*To do*.
Exclude the pictures and retype the entries as written.

|---|

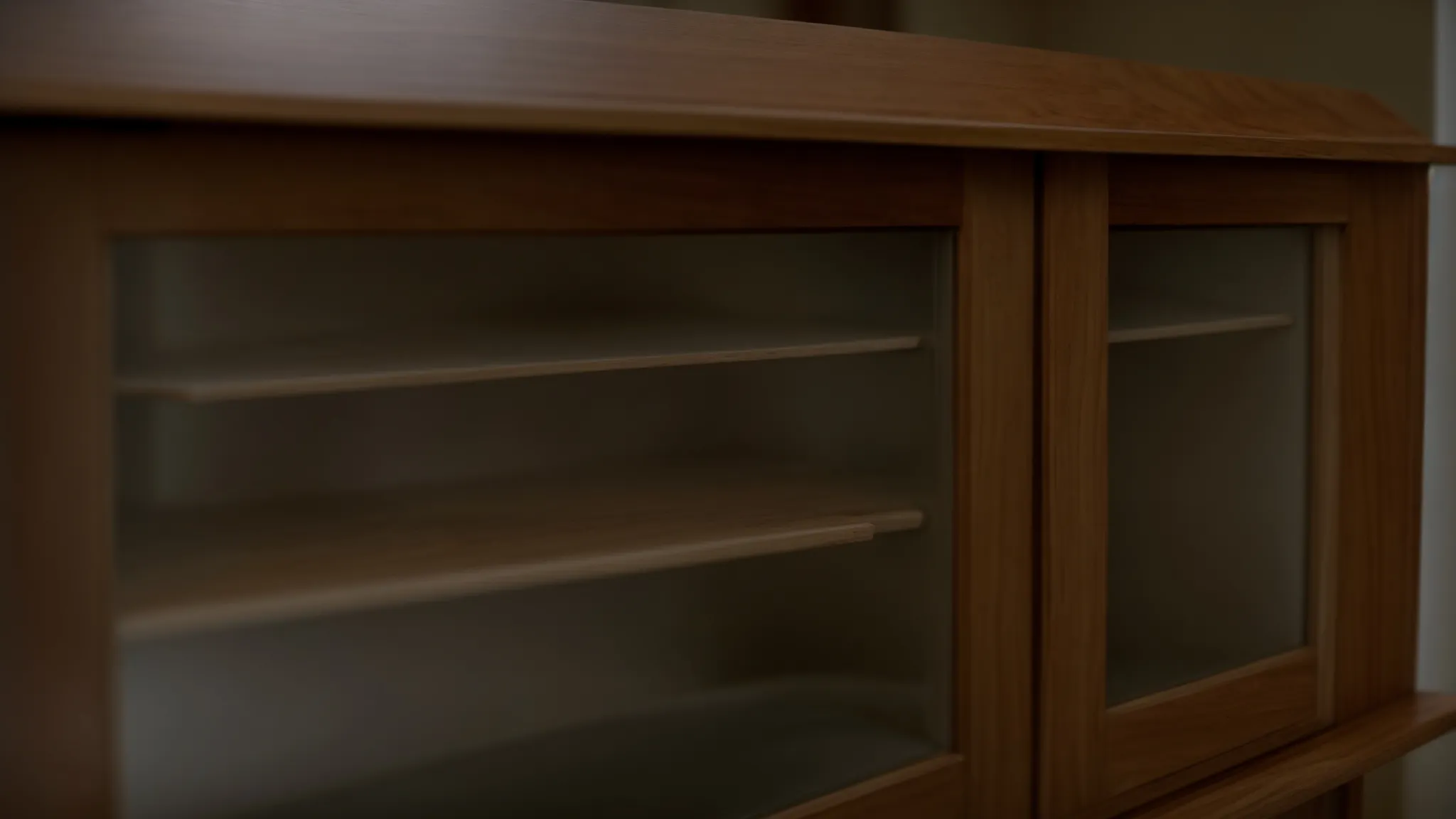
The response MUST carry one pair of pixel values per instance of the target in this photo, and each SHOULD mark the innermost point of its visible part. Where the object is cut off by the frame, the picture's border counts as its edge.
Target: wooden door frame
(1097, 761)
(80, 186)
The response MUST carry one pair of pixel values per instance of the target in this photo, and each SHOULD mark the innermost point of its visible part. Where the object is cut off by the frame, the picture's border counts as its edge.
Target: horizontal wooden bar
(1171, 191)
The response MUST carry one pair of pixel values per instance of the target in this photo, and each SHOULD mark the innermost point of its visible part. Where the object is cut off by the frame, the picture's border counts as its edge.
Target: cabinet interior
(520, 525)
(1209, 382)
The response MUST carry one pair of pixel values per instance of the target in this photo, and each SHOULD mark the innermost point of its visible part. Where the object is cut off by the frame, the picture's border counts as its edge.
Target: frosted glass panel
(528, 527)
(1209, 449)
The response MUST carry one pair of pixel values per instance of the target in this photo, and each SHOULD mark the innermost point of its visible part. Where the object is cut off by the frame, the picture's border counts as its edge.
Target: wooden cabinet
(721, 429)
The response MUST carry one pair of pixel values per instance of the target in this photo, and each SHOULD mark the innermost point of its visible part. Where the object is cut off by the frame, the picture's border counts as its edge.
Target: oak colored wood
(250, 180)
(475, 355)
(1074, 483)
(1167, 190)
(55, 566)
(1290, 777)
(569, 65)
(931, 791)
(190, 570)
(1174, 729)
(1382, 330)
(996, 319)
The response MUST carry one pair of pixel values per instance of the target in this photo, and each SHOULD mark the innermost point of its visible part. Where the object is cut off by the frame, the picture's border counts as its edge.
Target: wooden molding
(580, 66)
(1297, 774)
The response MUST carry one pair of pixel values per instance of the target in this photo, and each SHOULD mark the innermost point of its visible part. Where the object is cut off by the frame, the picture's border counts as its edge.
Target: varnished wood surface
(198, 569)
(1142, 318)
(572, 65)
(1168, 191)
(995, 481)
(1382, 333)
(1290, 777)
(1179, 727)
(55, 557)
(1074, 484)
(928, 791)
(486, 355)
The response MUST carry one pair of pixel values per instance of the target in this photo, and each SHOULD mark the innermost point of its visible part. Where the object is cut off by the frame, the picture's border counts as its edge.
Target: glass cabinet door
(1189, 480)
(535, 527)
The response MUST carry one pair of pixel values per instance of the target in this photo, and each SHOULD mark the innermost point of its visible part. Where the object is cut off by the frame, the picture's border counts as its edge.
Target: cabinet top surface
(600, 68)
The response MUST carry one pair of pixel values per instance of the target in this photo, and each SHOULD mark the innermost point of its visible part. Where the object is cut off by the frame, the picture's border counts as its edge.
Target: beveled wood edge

|---|

*Answer below*.
The response MUST carry one pair of pixel values per instance of the target in this photo, and each SHOULD mark the innermost point of its visible part. Where the object is cut off by the frame, the picture's border counts as its edge.
Target: wooden door frame
(1097, 761)
(80, 186)
The response MUST carry one pair of pixel values per instance of the target in this photo, and each SHOULD mark the innermost point of its visible part. Where the object is cut off by the frame, the picture's border counts as its edge.
Target: horizontal wooden bar
(1171, 191)
The response MUST carry one pair of pixel values per instance of the target in this photo, and each SHOULD mark the innermost point of its visible part. Where the object is cut off by the frame, the picture's border counts as its edge.
Target: cabinet interior
(520, 525)
(1209, 382)
The response MUST carry one pair of pixel values per instance of the target in this photo, and each SHOULD mark the innermost point of its visible part. Where the object is cut off by the frame, the picture's border counts as its edge.
Target: frosted glass panel
(528, 527)
(1209, 449)
The response MUST carry one pair of pixel values per instance of the target in this photo, and each SHOULD mark the innermost point of its visible part. Where the object is cut off by the frame, the picture's border counts as its edge.
Target: wooden cabinet
(721, 429)
The response MUST carry one pair of pixel values per instance of the target in this photo, and each SHOULD mark the innermost point of its visible part. Where the object is cut off by the frame, the picture's border counts as its edge.
Target: oak colored wood
(250, 180)
(475, 355)
(1074, 483)
(1167, 190)
(55, 566)
(1290, 777)
(569, 65)
(931, 791)
(190, 570)
(1174, 729)
(1382, 330)
(996, 319)
The response MUST carry one pair of pixel values per instance of the target in this photo, and each SHOULD mark the innermost point of its visible part. Where the object is cut off by the frame, the picture's border counts as its edge.
Target: wooden molding
(580, 66)
(1297, 774)
The response MUST carry one pair of pixel values per instance of the target in this photo, and each SHOULD mark the innermost point of its visible part. Where the object is cut off by the frame, the picture's border counts as its edge.
Target: varnished wood surface
(198, 569)
(1142, 318)
(572, 65)
(1168, 191)
(995, 481)
(1382, 333)
(1290, 777)
(1179, 727)
(55, 557)
(1074, 484)
(928, 791)
(486, 355)
The response MUST carry one pair of pixel values per instance of the target in this photo, and each SHOULD mark the innermost point of its visible part. Where the object is cut off by the frame, the picture's border counts as its edge.
Target: glass cabinet door
(1189, 480)
(535, 527)
The response MUST carry one pair of pixel values per instance of the target in this photo, and each SHOULD mark the innermost point of its visible part. Where the object is cut off by the frame, the picture's border counts as its edge.
Target: cabinet top surface
(600, 68)
The response MUST carry one pair of pixel values per instance of the target in this photo, and each SHOULD mark the innermost point of its visible part. Where the object is cut off by the frame, the picture's border counts as its edge.
Target: beveled wood edge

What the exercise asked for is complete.